• Lines of data:
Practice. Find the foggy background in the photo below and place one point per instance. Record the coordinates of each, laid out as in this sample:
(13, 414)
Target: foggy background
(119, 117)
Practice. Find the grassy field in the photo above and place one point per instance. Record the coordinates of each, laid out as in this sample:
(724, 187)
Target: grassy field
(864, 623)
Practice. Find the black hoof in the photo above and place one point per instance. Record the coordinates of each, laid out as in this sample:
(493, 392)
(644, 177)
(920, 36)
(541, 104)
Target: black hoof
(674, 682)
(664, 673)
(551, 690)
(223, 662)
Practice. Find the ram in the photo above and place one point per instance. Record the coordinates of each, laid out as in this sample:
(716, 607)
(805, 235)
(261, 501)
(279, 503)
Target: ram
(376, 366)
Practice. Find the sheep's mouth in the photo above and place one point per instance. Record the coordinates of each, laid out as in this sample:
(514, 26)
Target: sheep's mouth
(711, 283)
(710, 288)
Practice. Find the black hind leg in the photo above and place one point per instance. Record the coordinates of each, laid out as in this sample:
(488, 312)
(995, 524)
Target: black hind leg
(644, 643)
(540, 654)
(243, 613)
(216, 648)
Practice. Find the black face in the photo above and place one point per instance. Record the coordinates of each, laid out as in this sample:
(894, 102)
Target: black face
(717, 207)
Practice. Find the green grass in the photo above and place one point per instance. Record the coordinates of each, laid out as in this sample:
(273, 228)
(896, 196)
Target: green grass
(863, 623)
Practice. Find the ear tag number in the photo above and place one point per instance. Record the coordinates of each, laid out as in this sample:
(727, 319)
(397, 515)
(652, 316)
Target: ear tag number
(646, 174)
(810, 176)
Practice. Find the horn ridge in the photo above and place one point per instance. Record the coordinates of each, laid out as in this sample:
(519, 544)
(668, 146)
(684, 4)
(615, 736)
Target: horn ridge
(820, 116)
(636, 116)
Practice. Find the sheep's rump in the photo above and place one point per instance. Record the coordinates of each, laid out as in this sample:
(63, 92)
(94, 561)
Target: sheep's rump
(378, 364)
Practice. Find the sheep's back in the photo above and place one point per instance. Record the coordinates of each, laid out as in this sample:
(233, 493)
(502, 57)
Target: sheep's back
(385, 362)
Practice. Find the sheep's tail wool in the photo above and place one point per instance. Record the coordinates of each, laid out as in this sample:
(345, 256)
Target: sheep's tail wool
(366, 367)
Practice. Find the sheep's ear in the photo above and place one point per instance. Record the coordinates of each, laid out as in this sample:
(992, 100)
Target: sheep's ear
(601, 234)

• The task: Extract each record, keeping it identical to the original.

• Exercise response:
Practice. Find the foggy background in the photo below and place one point per instance. Record the coordinates of each, laid out as in this sample:
(13, 414)
Target: foggy background
(119, 117)
Practice. Find the grassy field in the photo above and place one point per instance. Record the coordinates of each, laid out as in this sample:
(724, 187)
Target: grassy field
(864, 623)
Practice. Find the black hoof in the photo above and place one point per instance. Record the coordinates of each, laid out as in this sample:
(493, 392)
(644, 177)
(920, 36)
(541, 104)
Target: black hoof
(674, 682)
(664, 673)
(551, 690)
(223, 662)
Practice. Find the ram in the photo above and place one point per instance. Record the coordinates of each, laid out as in this sample:
(716, 607)
(805, 235)
(261, 501)
(279, 503)
Target: ram
(376, 366)
Practice. Find the sheep's mouth in the photo above and place one point per instance. Record the coordinates of each, laid out as in this sample:
(514, 26)
Target: sheep's mouth
(711, 283)
(710, 288)
Practice. Find the black hind leg in the photo above and place one point per instance. Record the coordinates of each, laid out as in this sample:
(488, 312)
(995, 524)
Target: black hind leg
(644, 643)
(540, 654)
(243, 613)
(216, 648)
Practice. Find the black face in the photo above and place one point per instance. Record the coordinates of each, laid out as in this sample:
(894, 102)
Target: black face
(717, 207)
Practice. Find the green grass in the photo above and place one point per instance. Record the coordinates of each, laid out as in this sample:
(273, 228)
(896, 196)
Target: green grass
(863, 623)
Practice. Find the ear tag number in the photo above and place one point per instance. Record the coordinates of each, laid out as in this sample:
(727, 319)
(397, 515)
(652, 316)
Target: ear tag number
(646, 174)
(810, 176)
Practice. Find the horn ridge in the photo above and place one point per instance. Record the coordinates of each, laid out as in this sample:
(519, 544)
(668, 146)
(684, 4)
(615, 736)
Target: horn ridge
(820, 116)
(636, 116)
Practice. Find the sheep's rump in the photo above and place one point per instance. Record the coordinates of each, laid out as in this sample:
(63, 92)
(94, 561)
Target: sheep's rump
(378, 364)
Practice. Find the sheep's back in the photo above and place one point per instance. Record the coordinates of each, laid out as in this sample:
(233, 493)
(502, 57)
Target: sheep's back
(385, 362)
Practice. Find the sheep's tail wool in the photo above and place one point per instance. Record the coordinates of each, laid out as in this sample:
(345, 256)
Target: sheep's tail wool
(366, 367)
Practice. Find the sheep's ear in the photo above and place one point per instance. Record the coordinates of each, laid out as in this sample:
(992, 100)
Target: sheep's ear
(601, 234)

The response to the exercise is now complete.